* **TASK TO CARRY OUT**:
Every entry below has to appear again in your reply, word for word, but no picture may.
=-=-=-=-=
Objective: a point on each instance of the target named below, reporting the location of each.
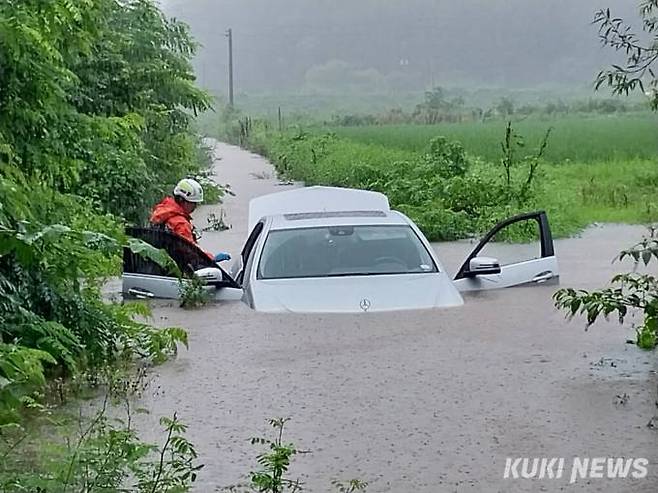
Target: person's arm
(183, 228)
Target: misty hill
(398, 45)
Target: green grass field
(596, 169)
(577, 139)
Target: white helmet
(189, 190)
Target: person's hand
(222, 256)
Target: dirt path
(411, 402)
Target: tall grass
(578, 139)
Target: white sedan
(333, 250)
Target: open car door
(497, 263)
(145, 278)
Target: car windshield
(343, 251)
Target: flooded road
(427, 401)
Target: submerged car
(334, 250)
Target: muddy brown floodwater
(426, 401)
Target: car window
(343, 251)
(516, 243)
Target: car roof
(337, 218)
(315, 200)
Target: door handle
(139, 293)
(543, 277)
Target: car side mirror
(210, 275)
(480, 266)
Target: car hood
(354, 294)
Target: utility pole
(229, 35)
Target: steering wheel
(389, 260)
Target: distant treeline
(438, 108)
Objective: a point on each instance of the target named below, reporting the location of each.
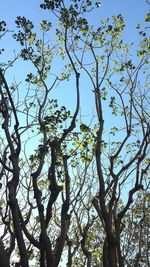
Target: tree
(64, 197)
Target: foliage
(74, 191)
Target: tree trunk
(110, 252)
(4, 262)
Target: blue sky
(133, 12)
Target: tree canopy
(74, 188)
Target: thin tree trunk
(4, 262)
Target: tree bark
(4, 262)
(110, 252)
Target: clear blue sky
(133, 12)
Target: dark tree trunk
(4, 262)
(110, 253)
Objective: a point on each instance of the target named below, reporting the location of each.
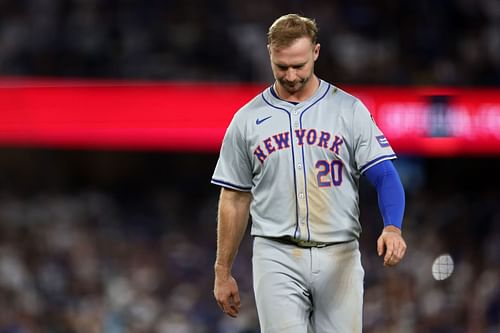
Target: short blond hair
(287, 28)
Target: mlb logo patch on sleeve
(382, 141)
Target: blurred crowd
(132, 251)
(453, 42)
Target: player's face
(293, 66)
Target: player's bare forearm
(232, 222)
(391, 245)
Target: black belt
(301, 243)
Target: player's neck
(299, 96)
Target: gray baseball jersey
(302, 163)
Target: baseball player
(292, 159)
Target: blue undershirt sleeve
(391, 195)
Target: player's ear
(316, 51)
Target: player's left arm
(391, 201)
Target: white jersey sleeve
(370, 144)
(233, 169)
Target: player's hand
(391, 245)
(226, 294)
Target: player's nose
(291, 75)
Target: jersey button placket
(301, 196)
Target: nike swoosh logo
(260, 121)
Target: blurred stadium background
(111, 114)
=-=-=-=-=
* **EXERCISE SOLUTION**:
Objective: a point on each instance of the target named below, reporting the location of each.
Target: person's arm
(183, 228)
Target: misty hill
(398, 45)
Target: green grass field
(596, 169)
(577, 139)
Target: white helmet
(189, 190)
Target: person's hand
(222, 256)
Target: dirt path
(411, 402)
Target: tall grass
(578, 139)
Target: white sedan
(333, 250)
Target: open car door
(497, 263)
(145, 278)
Target: car windshield
(343, 251)
Target: flooded road
(427, 401)
Target: submerged car
(334, 250)
Target: muddy brown floodwater
(426, 401)
Target: car window
(343, 251)
(516, 243)
Target: car roof
(337, 218)
(315, 200)
Target: door handle
(139, 293)
(543, 277)
Target: car side mirror
(210, 275)
(480, 266)
Target: car hood
(354, 294)
Target: utility pole
(229, 35)
Target: steering wheel
(389, 260)
Target: distant treeline
(438, 108)
Objective: a point on each instance of the target named below, reporting the location of each.
Target: tree
(64, 197)
Target: foliage
(74, 191)
Target: tree trunk
(110, 252)
(4, 262)
Target: blue sky
(133, 12)
Target: tree canopy
(74, 188)
Target: thin tree trunk
(4, 262)
Target: tree bark
(4, 262)
(110, 252)
Target: clear blue sky
(133, 12)
Target: dark tree trunk
(4, 262)
(110, 253)
Objective: a point on each instance of the target named below, reporting the location of each.
Target: short blond hair
(287, 28)
Target: mlb logo patch on sleeve
(382, 141)
Target: blurred crowd
(132, 251)
(453, 42)
Target: player's face
(293, 66)
Target: player's bare forearm
(232, 222)
(391, 245)
Target: black belt
(301, 243)
Target: player's neck
(299, 96)
Target: gray baseball jersey
(302, 163)
Target: baseball player
(292, 159)
Target: blue undershirt sleeve
(391, 195)
Target: player's ear
(316, 51)
Target: player's left arm
(391, 201)
Target: white jersey sleeve
(370, 144)
(233, 169)
Target: player's hand
(391, 245)
(226, 294)
Target: player's nose
(291, 75)
Target: jersey button placket
(301, 196)
Target: nike swoosh logo
(260, 121)
Target: blurred stadium background
(111, 114)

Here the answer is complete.